Directive: Retype the material below, starting at the line that contains "Q: In the photo above, mark the green lawn" and continuing through the last line of the material, including both ends. Reproduce every character of those lines without any change.
---------- Records supplied ----------
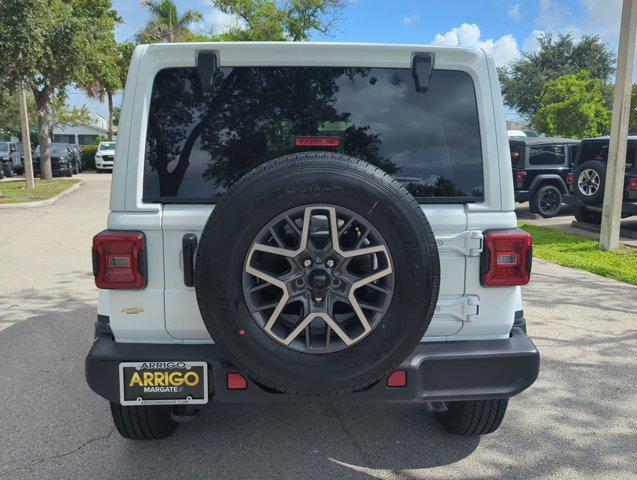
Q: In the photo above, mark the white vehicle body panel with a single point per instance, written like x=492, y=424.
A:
x=166, y=310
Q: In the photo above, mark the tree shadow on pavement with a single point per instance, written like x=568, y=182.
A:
x=578, y=420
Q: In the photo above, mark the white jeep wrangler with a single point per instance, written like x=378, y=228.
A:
x=303, y=222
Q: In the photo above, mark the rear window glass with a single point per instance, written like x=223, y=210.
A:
x=547, y=155
x=517, y=151
x=199, y=143
x=598, y=150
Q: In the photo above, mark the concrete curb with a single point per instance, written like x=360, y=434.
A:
x=44, y=203
x=595, y=228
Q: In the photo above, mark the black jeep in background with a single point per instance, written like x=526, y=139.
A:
x=586, y=190
x=540, y=169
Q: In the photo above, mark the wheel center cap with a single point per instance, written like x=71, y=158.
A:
x=318, y=281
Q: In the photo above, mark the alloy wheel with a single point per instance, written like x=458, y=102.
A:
x=588, y=182
x=318, y=278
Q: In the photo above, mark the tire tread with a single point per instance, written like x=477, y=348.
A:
x=473, y=417
x=333, y=160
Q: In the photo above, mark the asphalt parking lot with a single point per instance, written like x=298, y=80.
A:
x=578, y=421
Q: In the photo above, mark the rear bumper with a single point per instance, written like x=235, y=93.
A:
x=444, y=371
x=629, y=208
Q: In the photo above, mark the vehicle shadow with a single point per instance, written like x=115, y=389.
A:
x=563, y=426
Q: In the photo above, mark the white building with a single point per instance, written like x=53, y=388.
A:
x=82, y=134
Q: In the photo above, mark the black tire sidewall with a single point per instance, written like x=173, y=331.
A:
x=598, y=197
x=285, y=185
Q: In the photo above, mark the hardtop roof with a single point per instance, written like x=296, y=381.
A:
x=543, y=140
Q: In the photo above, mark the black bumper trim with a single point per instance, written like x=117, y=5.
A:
x=441, y=371
x=522, y=196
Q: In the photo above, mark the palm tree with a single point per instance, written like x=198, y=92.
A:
x=166, y=24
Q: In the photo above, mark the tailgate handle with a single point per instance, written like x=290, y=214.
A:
x=189, y=246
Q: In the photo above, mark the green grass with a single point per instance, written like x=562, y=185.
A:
x=582, y=252
x=16, y=191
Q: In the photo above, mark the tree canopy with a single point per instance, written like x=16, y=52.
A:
x=51, y=44
x=523, y=80
x=573, y=106
x=272, y=20
x=166, y=23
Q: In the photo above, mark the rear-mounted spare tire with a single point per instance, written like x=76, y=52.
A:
x=317, y=274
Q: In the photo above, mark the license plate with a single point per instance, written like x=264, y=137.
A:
x=163, y=383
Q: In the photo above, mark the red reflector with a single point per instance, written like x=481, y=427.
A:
x=317, y=141
x=506, y=258
x=118, y=260
x=236, y=381
x=397, y=378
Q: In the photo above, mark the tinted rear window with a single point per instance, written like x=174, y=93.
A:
x=199, y=144
x=517, y=153
x=547, y=155
x=598, y=150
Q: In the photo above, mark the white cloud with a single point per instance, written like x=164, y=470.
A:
x=530, y=43
x=504, y=49
x=551, y=15
x=411, y=19
x=514, y=13
x=603, y=17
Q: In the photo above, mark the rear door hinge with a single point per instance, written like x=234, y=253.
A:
x=464, y=308
x=468, y=243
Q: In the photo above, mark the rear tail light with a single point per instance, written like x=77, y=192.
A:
x=506, y=258
x=317, y=141
x=119, y=260
x=519, y=176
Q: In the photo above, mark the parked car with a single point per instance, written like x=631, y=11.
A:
x=270, y=254
x=104, y=156
x=77, y=157
x=540, y=169
x=62, y=160
x=9, y=158
x=587, y=182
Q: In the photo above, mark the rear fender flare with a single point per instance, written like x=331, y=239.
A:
x=548, y=179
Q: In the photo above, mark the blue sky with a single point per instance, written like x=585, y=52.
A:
x=504, y=27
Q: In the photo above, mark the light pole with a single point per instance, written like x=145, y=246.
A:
x=26, y=137
x=615, y=171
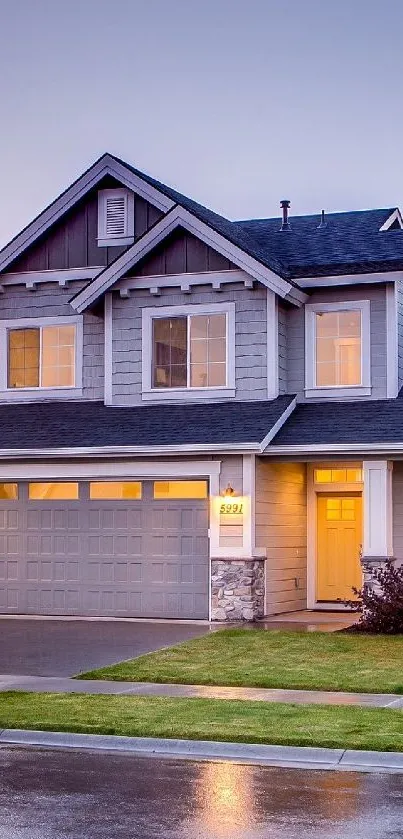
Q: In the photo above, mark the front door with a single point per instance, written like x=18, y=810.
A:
x=339, y=538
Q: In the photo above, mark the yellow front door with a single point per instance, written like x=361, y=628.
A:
x=338, y=546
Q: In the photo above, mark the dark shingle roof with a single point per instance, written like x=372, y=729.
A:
x=52, y=425
x=372, y=421
x=351, y=242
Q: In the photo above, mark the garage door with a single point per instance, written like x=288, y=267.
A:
x=105, y=548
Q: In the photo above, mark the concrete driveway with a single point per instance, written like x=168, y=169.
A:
x=67, y=647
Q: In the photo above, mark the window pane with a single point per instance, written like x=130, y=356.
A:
x=180, y=489
x=57, y=491
x=23, y=358
x=169, y=351
x=217, y=326
x=338, y=348
x=217, y=375
x=58, y=356
x=199, y=327
x=115, y=489
x=198, y=375
x=9, y=491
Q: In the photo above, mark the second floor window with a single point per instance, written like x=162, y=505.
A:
x=189, y=351
x=41, y=357
x=338, y=348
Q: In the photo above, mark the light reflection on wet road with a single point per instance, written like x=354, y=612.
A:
x=88, y=795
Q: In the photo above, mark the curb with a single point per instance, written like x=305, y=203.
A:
x=297, y=757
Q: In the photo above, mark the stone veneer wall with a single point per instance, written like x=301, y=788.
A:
x=237, y=589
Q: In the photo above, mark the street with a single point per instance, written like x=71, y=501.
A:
x=52, y=794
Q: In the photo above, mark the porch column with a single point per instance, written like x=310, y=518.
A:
x=378, y=535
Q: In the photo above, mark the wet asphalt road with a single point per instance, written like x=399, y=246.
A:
x=60, y=794
x=65, y=648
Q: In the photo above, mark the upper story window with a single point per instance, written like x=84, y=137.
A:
x=188, y=349
x=40, y=354
x=43, y=356
x=337, y=348
x=115, y=217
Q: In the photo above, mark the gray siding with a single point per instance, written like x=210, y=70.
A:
x=296, y=336
x=250, y=341
x=182, y=253
x=281, y=528
x=72, y=241
x=50, y=300
x=399, y=304
x=282, y=347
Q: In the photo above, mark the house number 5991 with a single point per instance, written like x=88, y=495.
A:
x=234, y=509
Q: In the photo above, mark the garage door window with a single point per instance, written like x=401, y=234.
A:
x=115, y=490
x=180, y=489
x=9, y=492
x=53, y=491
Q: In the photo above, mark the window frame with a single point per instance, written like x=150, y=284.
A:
x=337, y=391
x=105, y=239
x=18, y=394
x=150, y=314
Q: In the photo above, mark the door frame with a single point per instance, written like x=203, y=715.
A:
x=313, y=490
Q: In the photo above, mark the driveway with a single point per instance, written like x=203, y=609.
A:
x=64, y=648
x=82, y=795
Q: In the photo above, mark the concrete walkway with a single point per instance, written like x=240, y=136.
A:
x=35, y=684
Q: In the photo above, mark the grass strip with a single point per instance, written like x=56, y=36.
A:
x=256, y=658
x=238, y=721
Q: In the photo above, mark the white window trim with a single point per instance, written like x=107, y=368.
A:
x=342, y=391
x=21, y=394
x=105, y=240
x=185, y=393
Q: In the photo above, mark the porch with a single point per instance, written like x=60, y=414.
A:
x=324, y=526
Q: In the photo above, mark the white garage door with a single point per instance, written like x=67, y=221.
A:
x=105, y=548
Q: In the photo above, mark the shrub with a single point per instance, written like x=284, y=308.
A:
x=381, y=607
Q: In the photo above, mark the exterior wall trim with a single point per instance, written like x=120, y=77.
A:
x=272, y=345
x=106, y=165
x=392, y=384
x=108, y=336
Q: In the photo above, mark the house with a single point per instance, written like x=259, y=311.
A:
x=199, y=418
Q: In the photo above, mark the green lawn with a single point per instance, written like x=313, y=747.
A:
x=249, y=657
x=206, y=719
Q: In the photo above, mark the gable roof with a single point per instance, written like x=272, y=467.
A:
x=349, y=243
x=320, y=426
x=63, y=426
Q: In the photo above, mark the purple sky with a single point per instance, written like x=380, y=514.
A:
x=237, y=103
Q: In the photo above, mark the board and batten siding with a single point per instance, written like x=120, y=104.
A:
x=296, y=336
x=51, y=300
x=281, y=528
x=72, y=241
x=250, y=337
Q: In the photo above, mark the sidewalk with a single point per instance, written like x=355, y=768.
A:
x=41, y=684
----------
Answer to this problem:
Q: In the photo above, mark the green lawn with a single point per instance, written like x=313, y=747.
A:
x=249, y=657
x=206, y=719
Q: In the photo above, mark the gable roof with a single point per instance, written like x=272, y=467.
A:
x=349, y=243
x=320, y=426
x=63, y=426
Q: In the photo above, mark the purple sky with a single point per instance, written like x=380, y=514.
A:
x=237, y=103
Q: In the photo above, mark the board and batten siding with a single point per instance, written like x=120, y=104.
A:
x=296, y=336
x=51, y=300
x=281, y=528
x=72, y=241
x=250, y=337
Q: In the photo above, mark the sidewalk with a single point per instance, written like x=355, y=768.
A:
x=41, y=684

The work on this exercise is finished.